**Listed entries:**
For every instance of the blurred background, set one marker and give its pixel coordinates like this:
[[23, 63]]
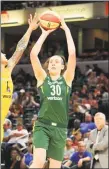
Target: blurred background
[[88, 22]]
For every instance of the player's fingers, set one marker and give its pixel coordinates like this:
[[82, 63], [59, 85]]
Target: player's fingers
[[30, 18]]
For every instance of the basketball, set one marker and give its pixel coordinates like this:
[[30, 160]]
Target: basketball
[[49, 20]]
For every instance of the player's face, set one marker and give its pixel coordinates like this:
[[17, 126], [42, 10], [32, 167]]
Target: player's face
[[55, 65], [3, 59]]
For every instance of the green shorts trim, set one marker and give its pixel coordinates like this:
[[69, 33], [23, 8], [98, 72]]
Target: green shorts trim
[[51, 138]]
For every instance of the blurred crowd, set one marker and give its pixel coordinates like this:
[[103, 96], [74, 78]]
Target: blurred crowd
[[34, 4], [94, 54], [59, 48], [90, 94]]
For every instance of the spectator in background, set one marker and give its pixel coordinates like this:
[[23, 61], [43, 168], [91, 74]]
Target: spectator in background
[[69, 150], [97, 69], [88, 70], [15, 159], [92, 80], [103, 80], [7, 126], [28, 157], [76, 137], [98, 142], [88, 124], [80, 159], [14, 96], [21, 97]]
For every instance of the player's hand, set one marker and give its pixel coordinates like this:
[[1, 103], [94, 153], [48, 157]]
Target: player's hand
[[47, 32], [33, 22], [63, 24], [80, 162]]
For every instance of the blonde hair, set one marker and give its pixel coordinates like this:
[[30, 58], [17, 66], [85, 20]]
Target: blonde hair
[[45, 65]]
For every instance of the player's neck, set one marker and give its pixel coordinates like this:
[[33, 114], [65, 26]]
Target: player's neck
[[54, 77]]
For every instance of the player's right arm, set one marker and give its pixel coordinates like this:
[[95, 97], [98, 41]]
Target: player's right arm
[[39, 72]]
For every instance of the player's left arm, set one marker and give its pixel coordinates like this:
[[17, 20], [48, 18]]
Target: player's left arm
[[22, 44], [70, 72]]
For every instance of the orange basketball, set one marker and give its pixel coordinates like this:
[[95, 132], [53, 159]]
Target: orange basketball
[[49, 20]]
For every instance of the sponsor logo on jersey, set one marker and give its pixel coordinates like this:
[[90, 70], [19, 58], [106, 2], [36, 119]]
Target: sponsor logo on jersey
[[55, 82], [54, 98]]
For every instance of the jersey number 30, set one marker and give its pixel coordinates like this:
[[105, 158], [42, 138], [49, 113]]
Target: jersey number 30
[[56, 90]]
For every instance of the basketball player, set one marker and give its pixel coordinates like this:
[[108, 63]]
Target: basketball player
[[7, 67], [50, 130]]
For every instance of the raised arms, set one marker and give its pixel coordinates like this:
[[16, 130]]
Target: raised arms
[[70, 72], [39, 72], [22, 44]]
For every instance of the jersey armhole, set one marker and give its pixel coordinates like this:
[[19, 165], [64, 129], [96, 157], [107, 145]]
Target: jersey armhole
[[66, 82]]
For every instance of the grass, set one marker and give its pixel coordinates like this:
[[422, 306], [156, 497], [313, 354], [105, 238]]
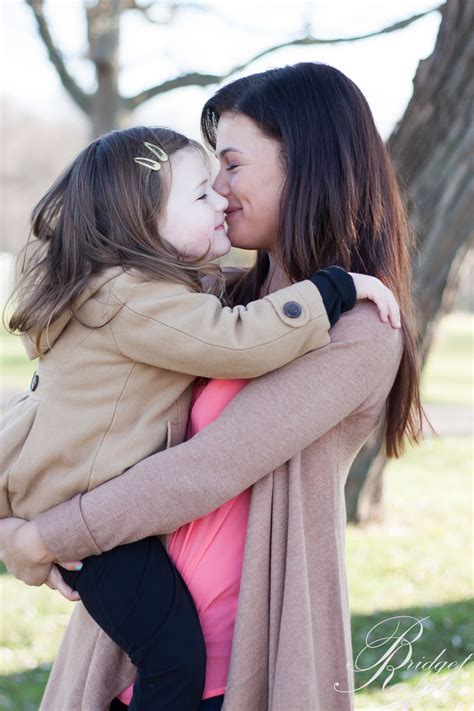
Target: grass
[[416, 564], [448, 373]]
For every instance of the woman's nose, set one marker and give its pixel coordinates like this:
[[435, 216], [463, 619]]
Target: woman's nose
[[220, 185]]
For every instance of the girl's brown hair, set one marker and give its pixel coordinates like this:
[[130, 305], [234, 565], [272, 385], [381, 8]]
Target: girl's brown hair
[[102, 212], [340, 203]]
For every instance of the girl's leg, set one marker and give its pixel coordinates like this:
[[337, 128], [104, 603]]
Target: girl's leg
[[137, 596]]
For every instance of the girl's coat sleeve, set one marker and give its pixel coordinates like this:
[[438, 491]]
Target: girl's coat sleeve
[[193, 333]]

**Objective:** Rewrite all of the material above, replacing "set one marker" with "place one point" everywhere and leaving everything else unchanged. Omit the pictures from your answer.

**Answer for the task:**
For every instance of the blurred background, place one point and give its pixel coordinates like this:
[[23, 63]]
Target: blurred background
[[88, 22]]
For every instance of the player's fingers, place one point and give its pixel coordinates like this:
[[82, 63], [59, 85]]
Target: player's fingers
[[30, 18]]
For every instance of the basketball, place one point and give its pixel coordinates like this:
[[30, 160]]
Target: basketball
[[49, 20]]
For every instance of the player's face, place one point and give its pixel coordinates like this:
[[17, 126], [42, 10], [32, 167]]
Target: player's face
[[55, 65], [3, 59]]
For every instance of the green shorts trim, place one point and give its pixel coordinates like this:
[[69, 33], [23, 8], [98, 72]]
Target: green shorts trim
[[51, 138]]
For every instance of the blurred crowd, place one point and give its pixel coordinates like this:
[[103, 96], [74, 78]]
Target: blurred crowd
[[34, 4], [94, 54], [59, 48], [90, 94]]
For every instance of the spectator in background, place one point and give its pixel coordinates like this:
[[23, 61], [43, 168], [91, 74]]
Target: spectator in background
[[69, 150], [97, 69], [88, 70], [15, 159], [92, 80], [103, 80], [7, 126], [28, 157], [76, 137], [98, 142], [88, 124], [80, 159], [14, 96], [21, 97]]
For every instance of the player's hand, place one point and give its pixel coordinates like this:
[[1, 103], [94, 153], [48, 157]]
Target: player's hand
[[47, 32], [33, 22], [63, 24], [80, 162]]
For every instance of the blonde hair, place one point and give its pixel coordinates like this:
[[30, 58], [17, 66], [85, 20]]
Target: blonde hair
[[45, 65]]
For every instance of the player's neck, place one point and give its pixel coordinates like this:
[[33, 114], [65, 26]]
Target: player's neck
[[54, 77]]
For every instance of the player's right arm, place one point and give its pixel coordinates like this:
[[95, 97], [98, 41]]
Target: player's right arm
[[39, 72]]
For every instance of the player's left arm, place one point and give its pixel coordinates like this:
[[17, 20], [48, 18]]
Target: player's left arm
[[22, 44], [70, 72]]
For every instance of the orange basketball, place one point and give its pixel coordinates like this:
[[95, 132], [53, 159]]
Target: orange basketball
[[49, 20]]
For every instance of the sponsor logo on jersey, place one point and give its pixel coordinates like this:
[[90, 70], [19, 58], [106, 2], [36, 119]]
Target: sponsor logo on jersey
[[55, 82], [54, 98]]
For every instance of the jersey number 30, place one point and give its pixel coordinates like this:
[[105, 158], [42, 138], [49, 113]]
Target: jersey number 30
[[56, 90]]
For every instance of the basketball player, place one point and give its pixel coordinates like this:
[[108, 63]]
Target: basketball player
[[7, 67], [50, 130]]
For every instance of the raised arms, place one point and give its pixel coordinates like this:
[[16, 130]]
Target: raised arms
[[70, 72], [39, 72], [22, 44]]
For every instance of the jersey armhole, place one point and give its pixel coordinates like this:
[[19, 165], [64, 129], [96, 157], [107, 145]]
Target: jersey armhole
[[66, 82]]
For every instance of the grass, place one point and give its pixel coordinates like this:
[[422, 306], [156, 497], [313, 354], [105, 238]]
Target: grass
[[416, 564], [448, 373]]
For every instance of the woman's nose, place one point and give its pixel coordinates like this:
[[435, 216], [463, 619]]
Target: woman's nose
[[220, 185]]
For every instance of the girl's brown hair, place one point and give its pixel coordinates like this:
[[130, 305], [234, 565], [272, 385], [381, 8]]
Target: girl's brown hair
[[102, 212], [340, 203]]
For every instance of the girl's leg, place one point and give its pixel coordinates like this:
[[337, 128], [104, 603]]
Target: girl's leg
[[137, 596]]
For every instance of the girl's coat sleeve, place one point and give its pixel coordinates like this:
[[438, 491]]
Target: girl's coat sleeve
[[193, 333]]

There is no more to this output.